Will you transcribe all the entries word for word, skipping the pictures they hold?

►

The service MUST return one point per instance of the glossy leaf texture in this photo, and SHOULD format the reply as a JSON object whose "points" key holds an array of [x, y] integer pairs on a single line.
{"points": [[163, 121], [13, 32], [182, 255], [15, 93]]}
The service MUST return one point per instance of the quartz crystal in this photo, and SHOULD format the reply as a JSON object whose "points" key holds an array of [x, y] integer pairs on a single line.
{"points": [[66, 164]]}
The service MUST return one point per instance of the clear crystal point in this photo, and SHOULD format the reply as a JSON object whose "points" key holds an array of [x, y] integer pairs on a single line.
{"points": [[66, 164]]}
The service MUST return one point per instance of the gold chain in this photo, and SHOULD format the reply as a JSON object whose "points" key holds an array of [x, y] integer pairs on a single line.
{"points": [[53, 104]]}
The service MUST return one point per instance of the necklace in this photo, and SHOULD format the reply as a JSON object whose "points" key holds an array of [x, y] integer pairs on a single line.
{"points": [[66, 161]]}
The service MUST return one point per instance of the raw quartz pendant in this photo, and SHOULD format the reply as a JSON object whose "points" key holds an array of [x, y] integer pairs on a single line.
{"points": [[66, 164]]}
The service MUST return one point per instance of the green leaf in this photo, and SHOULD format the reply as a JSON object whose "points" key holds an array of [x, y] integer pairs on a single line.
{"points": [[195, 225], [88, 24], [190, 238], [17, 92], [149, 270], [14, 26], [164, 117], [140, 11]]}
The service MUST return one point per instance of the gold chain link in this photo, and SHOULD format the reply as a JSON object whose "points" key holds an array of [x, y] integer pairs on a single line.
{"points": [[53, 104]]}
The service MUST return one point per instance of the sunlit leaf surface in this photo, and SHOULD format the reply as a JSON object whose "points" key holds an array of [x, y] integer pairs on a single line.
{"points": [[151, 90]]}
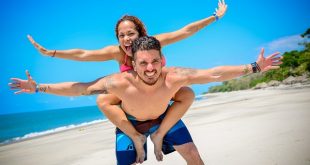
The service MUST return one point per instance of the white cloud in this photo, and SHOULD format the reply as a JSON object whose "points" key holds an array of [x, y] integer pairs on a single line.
{"points": [[71, 98], [285, 44]]}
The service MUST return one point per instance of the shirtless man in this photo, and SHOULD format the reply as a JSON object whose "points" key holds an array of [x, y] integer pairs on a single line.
{"points": [[146, 93]]}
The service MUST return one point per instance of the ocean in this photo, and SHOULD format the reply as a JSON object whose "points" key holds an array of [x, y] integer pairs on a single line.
{"points": [[20, 126]]}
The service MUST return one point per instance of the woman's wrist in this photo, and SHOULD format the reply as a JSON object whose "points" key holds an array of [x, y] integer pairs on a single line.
{"points": [[216, 16]]}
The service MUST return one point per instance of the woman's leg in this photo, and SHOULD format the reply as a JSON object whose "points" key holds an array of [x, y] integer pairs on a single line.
{"points": [[183, 99], [109, 105]]}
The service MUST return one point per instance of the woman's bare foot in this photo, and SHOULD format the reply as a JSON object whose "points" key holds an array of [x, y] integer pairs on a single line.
{"points": [[157, 139], [139, 142]]}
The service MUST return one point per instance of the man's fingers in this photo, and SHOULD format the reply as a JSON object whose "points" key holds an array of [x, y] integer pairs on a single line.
{"points": [[273, 55], [16, 80], [28, 75], [30, 38]]}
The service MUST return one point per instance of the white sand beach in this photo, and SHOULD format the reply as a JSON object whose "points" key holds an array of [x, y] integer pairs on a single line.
{"points": [[257, 127]]}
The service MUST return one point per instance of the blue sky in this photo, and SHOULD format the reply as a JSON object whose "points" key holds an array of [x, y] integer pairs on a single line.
{"points": [[233, 40]]}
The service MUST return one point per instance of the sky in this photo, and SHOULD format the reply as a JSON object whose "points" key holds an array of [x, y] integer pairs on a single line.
{"points": [[56, 24]]}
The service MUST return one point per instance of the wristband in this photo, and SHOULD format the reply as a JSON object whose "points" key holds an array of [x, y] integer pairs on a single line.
{"points": [[37, 88], [255, 67], [216, 17]]}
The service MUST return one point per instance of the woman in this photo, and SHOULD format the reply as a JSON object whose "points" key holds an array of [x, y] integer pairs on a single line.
{"points": [[128, 28]]}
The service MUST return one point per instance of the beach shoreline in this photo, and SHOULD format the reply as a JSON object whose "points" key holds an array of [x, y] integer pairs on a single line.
{"points": [[266, 126]]}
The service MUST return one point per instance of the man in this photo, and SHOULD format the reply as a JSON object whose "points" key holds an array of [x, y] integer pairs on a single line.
{"points": [[146, 92]]}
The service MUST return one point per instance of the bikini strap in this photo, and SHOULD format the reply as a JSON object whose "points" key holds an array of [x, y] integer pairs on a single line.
{"points": [[126, 56]]}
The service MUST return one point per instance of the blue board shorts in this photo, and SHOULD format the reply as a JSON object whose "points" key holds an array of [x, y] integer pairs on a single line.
{"points": [[125, 150]]}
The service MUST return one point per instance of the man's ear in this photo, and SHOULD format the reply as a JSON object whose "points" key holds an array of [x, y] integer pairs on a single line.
{"points": [[133, 65]]}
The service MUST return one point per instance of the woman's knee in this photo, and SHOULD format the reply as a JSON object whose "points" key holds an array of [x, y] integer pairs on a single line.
{"points": [[185, 94], [105, 100]]}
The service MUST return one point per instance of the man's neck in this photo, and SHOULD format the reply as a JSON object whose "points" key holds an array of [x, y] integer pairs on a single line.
{"points": [[150, 88]]}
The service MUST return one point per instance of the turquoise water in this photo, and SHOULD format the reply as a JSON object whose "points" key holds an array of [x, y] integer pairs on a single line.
{"points": [[19, 126]]}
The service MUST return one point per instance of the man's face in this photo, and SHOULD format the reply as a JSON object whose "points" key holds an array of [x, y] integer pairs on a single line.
{"points": [[148, 66]]}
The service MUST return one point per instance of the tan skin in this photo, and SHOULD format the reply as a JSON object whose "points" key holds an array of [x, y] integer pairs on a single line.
{"points": [[150, 86], [108, 103]]}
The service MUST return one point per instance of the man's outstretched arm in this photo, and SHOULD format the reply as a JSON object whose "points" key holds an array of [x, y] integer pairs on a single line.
{"points": [[99, 86], [223, 73]]}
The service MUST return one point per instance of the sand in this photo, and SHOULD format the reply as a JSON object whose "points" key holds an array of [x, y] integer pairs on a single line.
{"points": [[257, 127]]}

◄

• Response to the exercise:
The service MUST return one point per instance of the glossy leaf texture in this photo, and SHOULD format the reply as a JSON object whose "points" key holds an array of [x, y] integer pairs on a single line.
{"points": [[163, 121], [13, 32], [182, 255], [15, 93]]}
The service MUST return one point per instance of the quartz crystal in this photo, and SHOULD format the reply as a JSON object whose "points" key holds an array of [x, y] integer pairs on a single line.
{"points": [[66, 164]]}
The service MUST return one point per instance of the clear crystal point in this photo, and SHOULD format the reply as a JSON object whose "points" key holds an array of [x, y] integer pairs on a single line.
{"points": [[66, 164]]}
The service MUST return one point per instance of the gold chain in this photo, and SHOULD format the reply as a JSON object whose "points" key holds an array of [x, y] integer pairs on a single line.
{"points": [[53, 104]]}
The service MUST return one point per instance of the necklace in this photo, and SHOULD format the reply as a JSON object whose "points" key holds an array of [x, y] integer pairs on a single line.
{"points": [[66, 161]]}
The service MUST return one point per instance of the raw quartz pendant in this photo, and SHOULD format the reply as a JSON object whose "points" key holds an array of [x, y] integer pairs on a single line.
{"points": [[66, 164]]}
The service MUST return one point per instance of the green leaf in this photo, and SHOULD format the reply as a JSON object whose "points" key holds an array of [x, y] integer pairs on a single line.
{"points": [[195, 225], [88, 24], [190, 238], [17, 92], [149, 270], [14, 26], [164, 117], [140, 11]]}
The service MUST return one point per instance of the gold chain link in this photo, and SHOULD format the reply as a JSON object whose "points" key holds an array of [x, y] integer pairs on a single line.
{"points": [[53, 104]]}
The service MUST return one point per instance of the sunlit leaf surface in this photo, and SHOULD format the reply as a JSON object whose "points" key holds an array of [x, y] integer pairs on a single line.
{"points": [[151, 90]]}
The service MUST return one point per instance of the white cloud in this photo, and SHOULD format the reply as a JSON object whose "points" key holds an array of [x, y] integer pairs on a single line.
{"points": [[71, 98], [285, 44]]}
The service MUST return one point per instance of the shirtless man in this photo, and SHOULD format the reply as a JSON object whose "points" key holds an array of [x, y] integer pairs on a single line.
{"points": [[146, 93]]}
The service MUST return one point per instance of the ocean in this photo, and SHOULD format the reply as a JSON object whose "points" key holds an array of [x, y] integer pairs on a single line.
{"points": [[20, 126]]}
The service MUST return one point per instance of the woman's wrist in this photo, and SHOULD format the reply as a JSON object whose "points" key holds an array of [x, y] integer pairs on a single line.
{"points": [[216, 16]]}
The service MUST return one point per instance of the woman's leg in this photo, and SHOULD format the reply as a JSON object whose "points" key holds an array of [x, y] integer pairs on a single line.
{"points": [[183, 99], [109, 105]]}
The service MUST return one point per instance of the woman's bare foot in this photo, and SHOULD format the reply as a JSON object whose "points" key holds an array of [x, y] integer pairs on a single line.
{"points": [[157, 139], [139, 142]]}
The service MUST return one point per instance of the man's fingers in this photo, and SHOULD format the reply as a JSON object whose "points" key holds an array of [x, y] integer pairs on a single line.
{"points": [[273, 55], [16, 80], [28, 75], [30, 38]]}
The service MUST return one point per instance of the white sand beach in this photo, and SHOULD format the reply as a JSON object whose "points" key holds an array of [x, y] integer pairs on a single line.
{"points": [[257, 127]]}
The service MUST return one point per instance of the blue sky in this photo, and SHOULD format the reply as a JSON object whose "points" key holds an array of [x, y] integer pairs on a single line.
{"points": [[233, 40]]}
The service MUST return one point per instance of the sky in this photo, and SHOULD format the reply as a JSON object whose "points" key holds an array of [x, y] integer pairs on a single line.
{"points": [[56, 24]]}
The service MUST return one point per instance of the wristband in this photo, and SHOULD format the reply as a JSON object whose "points" key holds an array of [x, y] integer pairs on a single line.
{"points": [[37, 88], [255, 67], [216, 17]]}
The service MUST return one point per instance of the woman in this photo, and SHOULD format the reply as a JSON object whose "points" key holds an array of [x, y] integer pairs on a single line.
{"points": [[128, 28]]}
The service MUST return one point per instance of the beach shoreline in this photo, and SHOULD format the reply as a JSON object whose "points" key holds an array of [x, y] integer pairs on a single line.
{"points": [[266, 126]]}
The service MUST return one point per instance of the man in this photo, and SHOULD format the reply as a JSON object whose "points" key holds an array of [x, y] integer pairs on a single line.
{"points": [[146, 92]]}
The service MUST return one point per instance of the bikini strap in this photo, and SHOULD format the reply as a JSON object whose "points" key holds an array of [x, y] integer pairs on a single line.
{"points": [[126, 56]]}
The service MUST return one point per instance of the blue board shorts in this photo, and SHOULD format the reply as a JSON object whose "points" key holds an array of [x, y] integer pairs on a single line.
{"points": [[125, 150]]}
The service MUST return one point per instance of the man's ear in this photo, and SHOULD format the reply as a JSON object whose "points" key holds an array of [x, y] integer pairs on a single line.
{"points": [[133, 65]]}
The service MUST return one point per instance of the woman's knee in this photo, and SHOULD format the reply as a JSON object whose "points" key holds an array of [x, y] integer pairs on a single line.
{"points": [[185, 94], [105, 100]]}
The service MUST return one point per instance of the man's neck in this photo, and SHOULD format the reply as a JSON object whose "points" key holds an array of [x, y] integer pairs on a single line.
{"points": [[150, 88]]}
The service MUST return one point per instance of the turquoise water in this photo, and SHOULD format the reply as a JSON object whose "points" key holds an array of [x, y] integer pairs on a single line.
{"points": [[19, 126]]}
The service MUST return one point per instance of the man's face in this photo, and SHOULD format the reply as a JSON object whose "points" key holds an array of [x, y] integer pairs on a single line.
{"points": [[148, 66]]}
The service MUST return one point per instance of the tan skin in this photo, and SHOULD format the reply as a JSON object whose "points" key holds an array of [x, y] integer pairs on a single line.
{"points": [[150, 86], [108, 103]]}
The service MUST return one point per instance of the man's outstretched arm in this photo, and SHOULD format the reply as a JSON object whose "points" key holds an array of [x, y] integer pairs on a single line.
{"points": [[99, 86], [223, 73]]}
The service MUST return one point per instance of the sand in this photo, and SHOULD format the reply as a JSON object whose "points" key holds an array of [x, y] integer pairs on a single line.
{"points": [[257, 127]]}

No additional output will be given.